Consegne dell'esercizio>
A: Elenca tutti i dati con cui il testo sul fermo amministrativo identifica la sentenza citata: data, numero, sezione, organo giudicante e data di deposito.
B: Secondo il testo sul fermo amministrativo, in che modo avviene la materiale esecuzione del provvedimento?

Testo di partenza>
“Per ottenere un
risarcimento per i danni subiti in sede di riscossione
esattoriale è necessario che il provvedimento di fermo
amministrativo sia stato posto in esecuzione, di
conseguenza non ha diritto al risarcimento del danno il
contribuente che abbia ricevuto un preavviso di fermo
amministrativo in quanto, in quella circostanza, il
credito del fisco è del tutto inesistente”.
Questo il principio
regolatore deducibile dalla sentenza 22 settembre 2011,
n. 19315 pronunciata dalla sezione tributaria della
Corte Suprema, e depositata lo scorso 22 settembre, ad
accoglimento del ricorso proposto da una società di
riscossione che si era vista infliggere, in primo ed
unico grado, la condanna al risarcimento del danno per
aver erroneamente notificato un avviso di fermo
amministrativo ad un contribuente.
Decisione non condivisa
dalla sezione tributaria della Suprema Corte, ad avviso
della quale non è sufficiente, ai fini della
configurazione di un diritto risarcitorio in capo al
contribuente, un illegittimo preavviso di fermo, ma
occorre la materiale esecuzione del provvedimento
amministrativo, mediante iscrizione dell'atto che lo
dispone nei registri immobiliari a cura del
concessionario (art. 86 comma II D.P.R. 602/1973).

Dati archiviati>
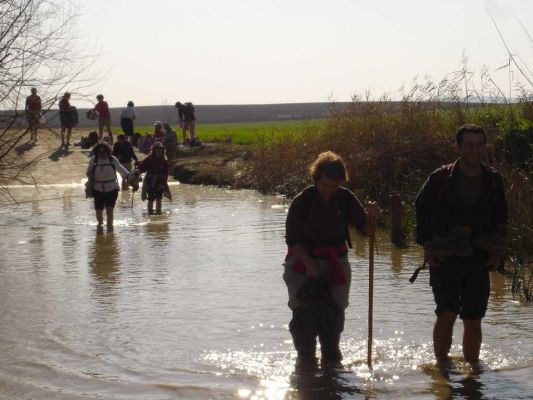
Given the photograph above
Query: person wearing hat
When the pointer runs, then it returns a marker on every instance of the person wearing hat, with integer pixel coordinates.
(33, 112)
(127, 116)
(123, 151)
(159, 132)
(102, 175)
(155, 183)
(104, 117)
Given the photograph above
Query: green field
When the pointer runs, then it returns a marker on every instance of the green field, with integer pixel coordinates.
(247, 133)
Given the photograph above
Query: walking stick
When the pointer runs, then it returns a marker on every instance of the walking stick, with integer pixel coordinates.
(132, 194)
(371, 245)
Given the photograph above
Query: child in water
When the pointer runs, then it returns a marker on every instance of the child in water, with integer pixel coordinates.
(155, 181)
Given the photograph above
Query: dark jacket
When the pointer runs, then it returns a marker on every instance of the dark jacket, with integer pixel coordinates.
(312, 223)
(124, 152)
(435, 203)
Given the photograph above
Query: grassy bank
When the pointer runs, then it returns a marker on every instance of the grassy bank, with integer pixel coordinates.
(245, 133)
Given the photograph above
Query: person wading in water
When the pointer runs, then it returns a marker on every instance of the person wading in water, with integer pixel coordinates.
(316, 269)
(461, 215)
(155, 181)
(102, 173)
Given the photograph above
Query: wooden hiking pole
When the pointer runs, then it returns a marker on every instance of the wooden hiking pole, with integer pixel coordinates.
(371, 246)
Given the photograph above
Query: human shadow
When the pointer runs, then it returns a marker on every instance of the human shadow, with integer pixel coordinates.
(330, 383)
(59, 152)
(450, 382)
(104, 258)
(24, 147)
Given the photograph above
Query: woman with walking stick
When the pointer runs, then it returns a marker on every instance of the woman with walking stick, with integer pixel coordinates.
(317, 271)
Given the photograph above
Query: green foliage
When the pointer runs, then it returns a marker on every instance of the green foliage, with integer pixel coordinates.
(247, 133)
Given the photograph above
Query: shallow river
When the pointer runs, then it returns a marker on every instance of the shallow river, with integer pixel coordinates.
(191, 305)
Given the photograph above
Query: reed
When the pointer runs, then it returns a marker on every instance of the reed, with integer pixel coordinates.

Risposte alle consegne>
A:
- Data: 22 settembre 2011
- Numero: 19315
- Sezione: sezione tributaria
- Organo: Corte Suprema
- Deposito: lo scorso 22 settembre

B: Mediante iscrizione dell'atto che lo dispone nei registri immobiliari a cura del concessionario (art. 86 comma II D.P.R. 602/1973).